▶ Task inputs
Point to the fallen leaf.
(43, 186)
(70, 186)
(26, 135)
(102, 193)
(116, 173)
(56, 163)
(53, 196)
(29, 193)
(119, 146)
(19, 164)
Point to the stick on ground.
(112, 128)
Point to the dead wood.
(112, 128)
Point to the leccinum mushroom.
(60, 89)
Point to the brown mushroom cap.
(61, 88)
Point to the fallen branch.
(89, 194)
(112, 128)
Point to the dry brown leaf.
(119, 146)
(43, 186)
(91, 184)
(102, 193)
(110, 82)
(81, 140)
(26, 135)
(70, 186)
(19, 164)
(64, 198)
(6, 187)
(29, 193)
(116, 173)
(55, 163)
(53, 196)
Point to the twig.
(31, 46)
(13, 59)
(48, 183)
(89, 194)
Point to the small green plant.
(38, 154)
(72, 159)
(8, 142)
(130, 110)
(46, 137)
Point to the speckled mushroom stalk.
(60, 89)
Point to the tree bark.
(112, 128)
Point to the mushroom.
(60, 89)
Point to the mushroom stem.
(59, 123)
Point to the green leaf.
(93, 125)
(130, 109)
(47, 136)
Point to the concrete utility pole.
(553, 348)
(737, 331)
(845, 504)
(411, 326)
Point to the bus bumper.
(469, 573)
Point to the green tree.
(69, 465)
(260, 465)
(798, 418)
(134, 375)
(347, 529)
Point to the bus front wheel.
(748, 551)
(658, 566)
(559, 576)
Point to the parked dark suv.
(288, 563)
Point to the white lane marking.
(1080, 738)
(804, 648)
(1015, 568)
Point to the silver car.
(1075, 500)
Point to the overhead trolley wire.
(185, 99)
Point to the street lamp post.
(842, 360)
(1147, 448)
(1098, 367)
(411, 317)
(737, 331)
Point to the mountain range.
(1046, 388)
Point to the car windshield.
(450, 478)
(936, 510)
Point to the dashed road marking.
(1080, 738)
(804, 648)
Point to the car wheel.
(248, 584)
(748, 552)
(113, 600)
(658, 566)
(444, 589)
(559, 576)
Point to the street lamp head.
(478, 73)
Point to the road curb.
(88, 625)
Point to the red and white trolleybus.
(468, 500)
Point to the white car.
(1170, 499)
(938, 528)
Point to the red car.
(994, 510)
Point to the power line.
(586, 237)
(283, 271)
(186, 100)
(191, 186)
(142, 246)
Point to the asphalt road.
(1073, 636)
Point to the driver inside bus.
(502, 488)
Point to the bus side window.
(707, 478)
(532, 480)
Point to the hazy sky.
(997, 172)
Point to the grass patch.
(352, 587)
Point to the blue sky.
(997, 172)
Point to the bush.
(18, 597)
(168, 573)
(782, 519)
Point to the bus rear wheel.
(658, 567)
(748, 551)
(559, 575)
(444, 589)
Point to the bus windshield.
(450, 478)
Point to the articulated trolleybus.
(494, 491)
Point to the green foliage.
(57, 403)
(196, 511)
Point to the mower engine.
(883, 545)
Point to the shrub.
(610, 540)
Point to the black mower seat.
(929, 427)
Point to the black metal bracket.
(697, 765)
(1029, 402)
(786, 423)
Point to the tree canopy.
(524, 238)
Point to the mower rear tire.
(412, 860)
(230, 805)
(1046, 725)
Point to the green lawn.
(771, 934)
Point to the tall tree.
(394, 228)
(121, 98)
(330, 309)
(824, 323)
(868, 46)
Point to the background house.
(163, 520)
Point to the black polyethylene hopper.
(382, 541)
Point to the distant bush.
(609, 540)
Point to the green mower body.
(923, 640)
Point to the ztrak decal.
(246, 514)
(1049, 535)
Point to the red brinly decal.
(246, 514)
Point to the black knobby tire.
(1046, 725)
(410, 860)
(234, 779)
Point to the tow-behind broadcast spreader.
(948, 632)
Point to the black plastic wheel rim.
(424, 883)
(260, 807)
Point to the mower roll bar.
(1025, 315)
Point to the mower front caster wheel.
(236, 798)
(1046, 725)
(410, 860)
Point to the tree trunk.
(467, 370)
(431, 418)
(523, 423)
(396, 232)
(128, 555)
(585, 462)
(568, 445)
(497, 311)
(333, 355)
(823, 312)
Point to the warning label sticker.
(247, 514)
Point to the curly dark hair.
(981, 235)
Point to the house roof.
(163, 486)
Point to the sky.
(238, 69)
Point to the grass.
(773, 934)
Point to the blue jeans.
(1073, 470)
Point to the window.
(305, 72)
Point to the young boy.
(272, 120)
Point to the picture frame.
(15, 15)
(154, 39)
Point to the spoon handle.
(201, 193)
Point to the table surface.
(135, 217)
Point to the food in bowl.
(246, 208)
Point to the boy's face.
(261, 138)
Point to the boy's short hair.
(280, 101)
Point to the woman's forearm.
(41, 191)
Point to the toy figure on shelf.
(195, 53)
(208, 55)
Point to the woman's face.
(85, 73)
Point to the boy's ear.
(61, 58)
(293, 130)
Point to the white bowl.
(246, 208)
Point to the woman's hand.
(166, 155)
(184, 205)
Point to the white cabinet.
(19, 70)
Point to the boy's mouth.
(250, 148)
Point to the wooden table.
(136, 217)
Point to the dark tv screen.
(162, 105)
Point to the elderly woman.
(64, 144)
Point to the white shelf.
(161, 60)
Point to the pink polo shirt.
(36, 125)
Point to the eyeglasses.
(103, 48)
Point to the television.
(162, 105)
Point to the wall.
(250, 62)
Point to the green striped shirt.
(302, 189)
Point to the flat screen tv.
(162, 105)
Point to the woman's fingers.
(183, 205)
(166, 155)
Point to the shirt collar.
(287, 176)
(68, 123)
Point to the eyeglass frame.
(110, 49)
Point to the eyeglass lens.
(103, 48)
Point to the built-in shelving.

▶ Aim of the task
All lines above are to be transcribed exactly.

▶ Response to the task
Point to the fallen leaf.
(43, 186)
(70, 186)
(26, 135)
(102, 193)
(116, 173)
(56, 163)
(53, 196)
(29, 193)
(119, 146)
(19, 164)
Point to the stick on ground.
(112, 128)
Point to the dead wood.
(112, 128)
Point to the leccinum mushroom.
(60, 89)
Point to the brown mushroom cap.
(61, 88)
Point to the fallen branch.
(89, 194)
(112, 128)
Point to the dry brown leaf.
(119, 146)
(43, 186)
(91, 184)
(102, 193)
(110, 82)
(81, 140)
(26, 135)
(70, 186)
(19, 164)
(64, 198)
(6, 187)
(29, 193)
(116, 173)
(55, 163)
(53, 196)
Point to the twig.
(31, 46)
(13, 59)
(48, 183)
(89, 194)
Point to the small green plant.
(38, 154)
(72, 159)
(8, 142)
(130, 110)
(46, 137)
Point to the speckled mushroom stalk.
(60, 89)
Point to the tree bark.
(112, 128)
Point to the mushroom.
(60, 89)
Point to the mushroom stem.
(59, 123)
Point to the green leaf.
(93, 125)
(130, 109)
(47, 136)
Point to the concrete utility pole.
(553, 348)
(737, 331)
(845, 504)
(411, 326)
Point to the bus bumper.
(469, 573)
Point to the green tree.
(69, 465)
(260, 465)
(798, 418)
(134, 375)
(347, 529)
Point to the bus front wheel.
(748, 551)
(658, 566)
(559, 576)
Point to the parked dark suv.
(288, 563)
Point to the white lane marking.
(1080, 738)
(804, 648)
(1015, 568)
Point to the silver car.
(1075, 500)
Point to the overhead trolley wire.
(185, 99)
Point to the street lamp post.
(842, 360)
(1147, 448)
(1098, 367)
(411, 317)
(737, 331)
Point to the mountain range.
(1046, 388)
Point to the car windshield.
(450, 478)
(936, 510)
Point to the dashed road marking.
(1080, 738)
(804, 648)
Point to the car wheel.
(248, 584)
(748, 552)
(113, 600)
(658, 566)
(444, 589)
(559, 576)
Point to the street lamp head.
(478, 73)
Point to the road curb.
(88, 625)
Point to the red and white trolleybus.
(468, 500)
Point to the white car.
(1170, 499)
(938, 528)
Point to the red car.
(994, 510)
Point to the power line.
(586, 237)
(283, 271)
(186, 100)
(191, 186)
(142, 246)
Point to the asphalt road.
(1073, 636)
Point to the driver inside bus.
(502, 488)
Point to the bus side window.
(707, 478)
(532, 480)
Point to the hazy sky.
(997, 172)
Point to the grass patch.
(352, 587)
Point to the blue sky.
(997, 172)
Point to the bush.
(18, 597)
(168, 573)
(782, 519)
Point to the bus rear wheel.
(658, 567)
(748, 551)
(559, 575)
(444, 589)
Point to the bus windshield.
(450, 478)
Point to the articulated trolleybus.
(494, 491)
Point to the green foliage.
(57, 403)
(196, 511)
Point to the mower engine.
(883, 545)
Point to the shrub.
(610, 540)
Point to the black mower seat.
(929, 427)
Point to the black metal bracket.
(697, 765)
(1029, 402)
(786, 423)
Point to the tree canopy.
(524, 238)
Point to the mower rear tire.
(412, 860)
(230, 805)
(1046, 725)
Point to the green lawn.
(771, 934)
Point to the tall tree.
(394, 228)
(121, 98)
(330, 309)
(824, 323)
(868, 46)
Point to the background house.
(163, 520)
Point to the black polyethylene hopper.
(382, 541)
Point to the distant bush.
(609, 540)
Point to the green mower body.
(923, 640)
Point to the ztrak decal.
(246, 514)
(1049, 535)
Point to the red brinly decal.
(246, 514)
Point to the black knobby tire.
(1046, 725)
(410, 860)
(234, 779)
Point to the tow-behind broadcast spreader.
(948, 632)
Point to the black plastic wheel rim.
(424, 883)
(260, 807)
Point to the mower roll bar.
(1025, 315)
Point to the mower front caster wheel.
(236, 798)
(1046, 725)
(410, 860)
Point to the tree trunk.
(467, 370)
(431, 418)
(523, 423)
(396, 232)
(128, 555)
(585, 462)
(568, 445)
(497, 311)
(333, 355)
(823, 312)
Point to the warning label sticker.
(247, 514)
Point to the curly dark hair.
(981, 235)
Point to the house roof.
(163, 486)
Point to the sky.
(238, 69)
Point to the grass.
(773, 934)
Point to the blue jeans.
(1073, 470)
Point to the window.
(305, 72)
Point to the young boy.
(272, 120)
Point to the picture frame.
(15, 15)
(154, 39)
Point to the spoon handle.
(201, 193)
Point to the table surface.
(135, 217)
Point to the food in bowl.
(246, 208)
Point to the boy's face.
(261, 138)
Point to the boy's short hair.
(280, 101)
Point to the woman's forearm.
(41, 191)
Point to the toy figure on shelf.
(195, 53)
(208, 55)
Point to the woman's face.
(85, 73)
Point to the boy's ear.
(61, 58)
(293, 130)
Point to the white bowl.
(246, 208)
Point to the woman's hand.
(166, 155)
(184, 205)
Point to the white cabinet.
(19, 70)
Point to the boy's mouth.
(250, 148)
Point to the wooden table.
(136, 217)
Point to the dark tv screen.
(162, 105)
Point to the elderly woman.
(64, 144)
Point to the white shelf.
(161, 60)
Point to the pink polo shirt.
(36, 125)
Point to the eyeglasses.
(103, 48)
Point to the television.
(162, 105)
Point to the wall.
(250, 62)
Point to the green striped shirt.
(302, 189)
Point to the flat screen tv.
(162, 105)
Point to the woman's fingers.
(183, 205)
(166, 155)
Point to the shirt collar.
(287, 176)
(68, 123)
Point to the eyeglass frame.
(110, 49)
Point to the eyeglass lens.
(103, 48)
Point to the built-in shelving.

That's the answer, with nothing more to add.